■ WORK REQUIRED ■
Copy every one of the items below line for line, with no changes to the wording and each line in its original order. Omit the pictures from your copy.

■ RECORDS SHOWN ■

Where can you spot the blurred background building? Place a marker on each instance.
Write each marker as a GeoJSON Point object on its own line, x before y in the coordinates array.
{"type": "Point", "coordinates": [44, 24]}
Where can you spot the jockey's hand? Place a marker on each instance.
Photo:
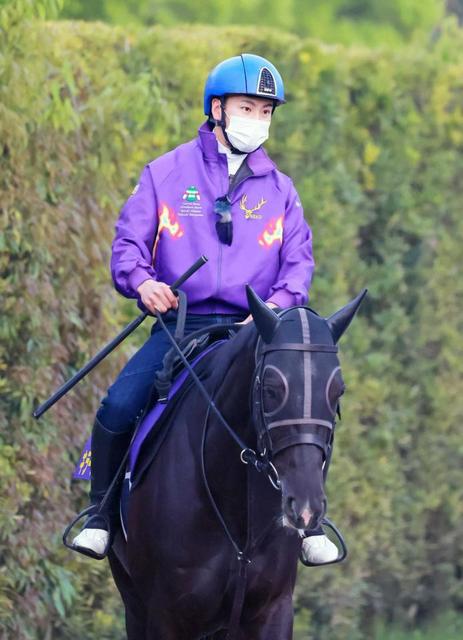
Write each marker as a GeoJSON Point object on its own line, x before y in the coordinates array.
{"type": "Point", "coordinates": [157, 296]}
{"type": "Point", "coordinates": [271, 305]}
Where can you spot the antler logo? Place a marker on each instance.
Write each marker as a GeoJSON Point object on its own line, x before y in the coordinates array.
{"type": "Point", "coordinates": [249, 213]}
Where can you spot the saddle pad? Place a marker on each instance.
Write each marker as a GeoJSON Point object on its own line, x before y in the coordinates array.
{"type": "Point", "coordinates": [82, 470]}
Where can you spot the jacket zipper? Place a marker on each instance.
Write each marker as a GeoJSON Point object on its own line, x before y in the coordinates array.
{"type": "Point", "coordinates": [229, 192]}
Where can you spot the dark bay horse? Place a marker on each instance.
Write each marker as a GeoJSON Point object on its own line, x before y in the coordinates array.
{"type": "Point", "coordinates": [209, 538]}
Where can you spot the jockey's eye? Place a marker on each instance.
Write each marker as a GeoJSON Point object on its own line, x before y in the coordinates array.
{"type": "Point", "coordinates": [274, 390]}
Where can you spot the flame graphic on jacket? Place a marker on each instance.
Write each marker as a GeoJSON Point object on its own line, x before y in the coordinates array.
{"type": "Point", "coordinates": [168, 221]}
{"type": "Point", "coordinates": [273, 232]}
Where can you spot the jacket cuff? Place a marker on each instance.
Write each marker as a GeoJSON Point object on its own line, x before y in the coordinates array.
{"type": "Point", "coordinates": [138, 276]}
{"type": "Point", "coordinates": [282, 299]}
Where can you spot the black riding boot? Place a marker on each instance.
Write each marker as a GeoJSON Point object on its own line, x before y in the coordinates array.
{"type": "Point", "coordinates": [108, 449]}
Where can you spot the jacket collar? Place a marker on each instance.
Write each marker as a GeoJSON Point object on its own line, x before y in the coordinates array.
{"type": "Point", "coordinates": [258, 161]}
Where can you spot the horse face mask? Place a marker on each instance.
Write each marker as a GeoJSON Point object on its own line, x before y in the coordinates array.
{"type": "Point", "coordinates": [298, 378]}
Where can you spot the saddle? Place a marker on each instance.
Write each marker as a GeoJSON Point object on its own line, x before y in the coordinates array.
{"type": "Point", "coordinates": [169, 381]}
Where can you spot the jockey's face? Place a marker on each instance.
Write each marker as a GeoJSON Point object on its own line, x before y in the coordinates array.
{"type": "Point", "coordinates": [243, 106]}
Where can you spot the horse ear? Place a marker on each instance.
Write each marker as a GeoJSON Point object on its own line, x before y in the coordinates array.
{"type": "Point", "coordinates": [339, 321]}
{"type": "Point", "coordinates": [266, 320]}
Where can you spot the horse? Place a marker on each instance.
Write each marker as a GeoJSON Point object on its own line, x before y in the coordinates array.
{"type": "Point", "coordinates": [212, 544]}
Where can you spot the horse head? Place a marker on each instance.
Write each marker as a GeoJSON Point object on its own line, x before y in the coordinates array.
{"type": "Point", "coordinates": [296, 392]}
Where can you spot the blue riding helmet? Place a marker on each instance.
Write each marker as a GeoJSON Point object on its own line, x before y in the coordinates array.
{"type": "Point", "coordinates": [244, 74]}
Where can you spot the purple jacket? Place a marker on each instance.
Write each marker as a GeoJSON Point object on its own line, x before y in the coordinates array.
{"type": "Point", "coordinates": [169, 221]}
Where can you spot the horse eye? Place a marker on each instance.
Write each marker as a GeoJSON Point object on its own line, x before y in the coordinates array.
{"type": "Point", "coordinates": [274, 390]}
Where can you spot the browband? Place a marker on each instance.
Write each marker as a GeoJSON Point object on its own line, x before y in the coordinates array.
{"type": "Point", "coordinates": [296, 346]}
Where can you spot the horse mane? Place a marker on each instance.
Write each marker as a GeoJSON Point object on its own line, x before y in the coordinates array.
{"type": "Point", "coordinates": [215, 367]}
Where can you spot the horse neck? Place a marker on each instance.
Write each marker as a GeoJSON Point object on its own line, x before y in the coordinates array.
{"type": "Point", "coordinates": [224, 468]}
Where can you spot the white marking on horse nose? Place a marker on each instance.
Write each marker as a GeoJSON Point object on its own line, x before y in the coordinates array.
{"type": "Point", "coordinates": [306, 516]}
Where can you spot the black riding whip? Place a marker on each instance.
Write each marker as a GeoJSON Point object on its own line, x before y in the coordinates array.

■ OUTPUT OF THE TASK ■
Where can you spot the blurred background building? Place a marker on each instance.
Write each marker as a GeoJSON Point object on its own line, x before y in the coordinates array.
{"type": "Point", "coordinates": [44, 24]}
Where can you spot the jockey's hand? Place a marker on each instance.
Photo:
Write each marker as a GeoJSON Point object on its own line, x before y in the coordinates array.
{"type": "Point", "coordinates": [157, 296]}
{"type": "Point", "coordinates": [271, 305]}
Where can you spot the antler logo? Place a marker on each instance.
Write each marker as a GeoJSON Point object on its own line, x before y in the coordinates array.
{"type": "Point", "coordinates": [249, 213]}
Where can you spot the saddle pad? Place a marker on each instance.
Write each marker as a GeoJSON Point object on its own line, x before y in the coordinates array.
{"type": "Point", "coordinates": [82, 470]}
Where can you spot the jacket zipper? Place a marker on each instance.
Write each marker as a GeoJSON Point object on its own line, x before y in the coordinates array.
{"type": "Point", "coordinates": [229, 192]}
Where can you spot the dark bay horse? Place a marker on each instance.
Write each marker as a GeoJSON Point object on its own line, x before y in the coordinates array.
{"type": "Point", "coordinates": [209, 538]}
Where can you spot the jockey's eye? Place a marker on each instance.
Write each marker as a GeoJSON Point object on its own line, x before y in the coordinates array.
{"type": "Point", "coordinates": [274, 390]}
Where can you spot the flame graphic on jacket? Place a marker on each instance.
Write each marker as a GeoJSON Point object on its own line, x before y in the coordinates array.
{"type": "Point", "coordinates": [168, 221]}
{"type": "Point", "coordinates": [273, 232]}
Where can you spot the jacket cuff? Place a marker on each instance.
Write each marker as a GeoJSON Point object on its own line, x before y in the coordinates array.
{"type": "Point", "coordinates": [138, 276]}
{"type": "Point", "coordinates": [282, 299]}
Where can you spot the black riding boot? Place a marker on each instance.
Write each marker as a GeoJSON Point object on its own line, x before y in the coordinates array.
{"type": "Point", "coordinates": [108, 449]}
Where can you spot the jacket collar? Place a marker on each instance.
Write each marker as a GeoJSON Point object on its own line, x before y in the coordinates array.
{"type": "Point", "coordinates": [258, 161]}
Where can you spot the horse face mask? Place a marker on each instance.
Write each marker as a GeoJSON Point object on its own line, x before y in the coordinates array.
{"type": "Point", "coordinates": [298, 378]}
Where can you spot the saddle? Place a marker on each instance.
Write each marker as a GeoJSON Point object on its own line, x before y in the coordinates array.
{"type": "Point", "coordinates": [169, 381]}
Where can you spot the jockey's face? Place a marker on each instance.
Write each marker as a GeoJSON Point object on its own line, x before y in the coordinates array.
{"type": "Point", "coordinates": [243, 106]}
Where can you spot the horse ear? Place a marker on each instance.
Write each marker as a GeoJSON Point object on its own line, x before y in the coordinates array.
{"type": "Point", "coordinates": [339, 321]}
{"type": "Point", "coordinates": [266, 320]}
Where can you spot the horse? Place a marker on each instance.
Write each marker as a GeoJSON Point object on its own line, x before y in the coordinates array.
{"type": "Point", "coordinates": [212, 544]}
Where can you spot the horse head? Place a marker on each instance.
Write each marker as a GeoJSON Point object on its own line, x before y in the coordinates array.
{"type": "Point", "coordinates": [296, 392]}
Where can you spot the blue riding helmet? Place a marker on each instance.
Write each marker as a GeoJSON Point object on its own line, x before y in the coordinates array.
{"type": "Point", "coordinates": [244, 74]}
Where can you spot the purple jacket? Place a marker on each instance.
Write each marker as a GeoJSON Point object on its own line, x before y in the coordinates array.
{"type": "Point", "coordinates": [169, 221]}
Where can you spot the horse eye? Place a marker on each instance.
Write each marker as a GeoJSON Point object on its own line, x before y in the coordinates array.
{"type": "Point", "coordinates": [274, 390]}
Where can you spot the browband? Place a marker on each instance.
Write each marker as a GeoJSON Point object on its own line, x before y in the coordinates array.
{"type": "Point", "coordinates": [296, 346]}
Where can you spot the horse mane? Place a marker on each instance.
Write each marker as a GeoJSON Point object on its own line, x before y in the coordinates array.
{"type": "Point", "coordinates": [215, 367]}
Where can you spot the horse neck? Place a marker on each instance.
Write each marker as a GeoJSON Point object on its own line, x before y in the coordinates array.
{"type": "Point", "coordinates": [224, 468]}
Where can you spot the white marking on horse nose? Place a marker on each instance.
Write each marker as a GeoJSON Point object on its own line, x before y in the coordinates array.
{"type": "Point", "coordinates": [306, 516]}
Where can you spot the black riding whip? Place a marker on each instance.
Write each marker as a GeoJSON Point object on its own line, x before y in the coordinates array.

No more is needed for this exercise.